## PROBLEM DETAILS
Can you rewrite the items below as a numbered list, starting at the line that contains "In this exercise you will mark the reflection of church" and running through the final line of the items, leaving out any blank lines?

>> begin SUPPLIED DATA

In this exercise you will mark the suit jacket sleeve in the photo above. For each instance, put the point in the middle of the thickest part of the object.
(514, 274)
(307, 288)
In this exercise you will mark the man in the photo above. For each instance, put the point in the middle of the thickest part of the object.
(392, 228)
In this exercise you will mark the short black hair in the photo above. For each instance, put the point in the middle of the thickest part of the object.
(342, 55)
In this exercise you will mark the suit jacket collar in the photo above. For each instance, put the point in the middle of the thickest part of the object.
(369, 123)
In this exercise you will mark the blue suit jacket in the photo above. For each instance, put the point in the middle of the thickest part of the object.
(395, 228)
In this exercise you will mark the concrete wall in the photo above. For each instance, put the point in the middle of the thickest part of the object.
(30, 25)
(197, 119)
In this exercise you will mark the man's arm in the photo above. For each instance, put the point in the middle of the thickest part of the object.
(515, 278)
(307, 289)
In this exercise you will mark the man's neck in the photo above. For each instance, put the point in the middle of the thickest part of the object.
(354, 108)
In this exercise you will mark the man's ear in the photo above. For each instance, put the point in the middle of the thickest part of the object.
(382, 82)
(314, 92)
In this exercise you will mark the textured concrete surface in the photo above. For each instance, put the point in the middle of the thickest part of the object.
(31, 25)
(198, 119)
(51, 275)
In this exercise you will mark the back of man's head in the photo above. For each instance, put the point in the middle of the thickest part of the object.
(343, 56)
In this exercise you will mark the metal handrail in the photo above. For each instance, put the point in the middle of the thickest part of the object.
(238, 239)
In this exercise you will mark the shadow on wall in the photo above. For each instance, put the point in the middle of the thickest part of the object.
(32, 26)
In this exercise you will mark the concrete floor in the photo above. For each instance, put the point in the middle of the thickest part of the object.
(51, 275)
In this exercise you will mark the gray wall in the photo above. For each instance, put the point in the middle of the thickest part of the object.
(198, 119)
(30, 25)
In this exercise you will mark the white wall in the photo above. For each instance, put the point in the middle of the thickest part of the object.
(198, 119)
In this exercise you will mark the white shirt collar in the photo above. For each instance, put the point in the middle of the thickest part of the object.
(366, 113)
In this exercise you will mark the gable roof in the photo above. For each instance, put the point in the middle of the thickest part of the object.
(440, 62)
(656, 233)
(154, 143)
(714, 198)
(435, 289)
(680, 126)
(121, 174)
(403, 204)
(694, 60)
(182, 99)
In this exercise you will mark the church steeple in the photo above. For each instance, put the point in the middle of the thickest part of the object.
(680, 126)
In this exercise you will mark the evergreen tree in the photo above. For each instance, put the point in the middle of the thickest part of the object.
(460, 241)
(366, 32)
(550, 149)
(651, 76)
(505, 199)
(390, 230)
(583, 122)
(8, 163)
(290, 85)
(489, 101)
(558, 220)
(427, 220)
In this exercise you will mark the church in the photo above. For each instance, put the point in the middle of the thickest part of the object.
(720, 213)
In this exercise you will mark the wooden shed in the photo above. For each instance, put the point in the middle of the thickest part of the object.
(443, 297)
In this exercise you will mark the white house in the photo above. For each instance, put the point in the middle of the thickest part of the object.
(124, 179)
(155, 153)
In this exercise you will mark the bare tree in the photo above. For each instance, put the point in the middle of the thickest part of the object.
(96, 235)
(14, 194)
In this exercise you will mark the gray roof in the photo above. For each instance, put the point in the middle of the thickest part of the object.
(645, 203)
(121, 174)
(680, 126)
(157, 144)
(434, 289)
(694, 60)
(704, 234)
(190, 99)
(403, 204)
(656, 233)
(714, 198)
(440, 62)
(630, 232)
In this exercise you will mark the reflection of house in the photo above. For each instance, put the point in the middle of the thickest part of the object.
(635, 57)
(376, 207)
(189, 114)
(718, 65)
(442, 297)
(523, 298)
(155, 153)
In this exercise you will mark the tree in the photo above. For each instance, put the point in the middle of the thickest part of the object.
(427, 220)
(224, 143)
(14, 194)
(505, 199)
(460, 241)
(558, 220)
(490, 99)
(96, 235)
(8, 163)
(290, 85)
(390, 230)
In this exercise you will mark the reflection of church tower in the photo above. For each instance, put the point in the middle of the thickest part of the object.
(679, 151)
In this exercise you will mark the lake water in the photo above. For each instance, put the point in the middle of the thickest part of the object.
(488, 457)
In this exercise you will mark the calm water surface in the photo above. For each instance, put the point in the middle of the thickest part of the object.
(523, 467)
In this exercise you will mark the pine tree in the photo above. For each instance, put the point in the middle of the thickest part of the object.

>> end SUPPLIED DATA

## RESPONSE TO THIS EXERCISE
1. In this exercise you will mark the reflection of church tower in the photo above. For each instance, put the point in the middle of the thickest part of the object.
2. (679, 151)
3. In this exercise you will mark the lake water in the photo above. For each instance, put the point in the middle of the thickest part of the object.
4. (488, 457)
5. In this exercise you will mark the calm water surface in the photo above. For each instance, put the point in the middle of the thickest part of the object.
6. (523, 467)
7. In this exercise you will mark the pine tree in the photo above. For each instance, put the point in the middle of the thickest part of the object.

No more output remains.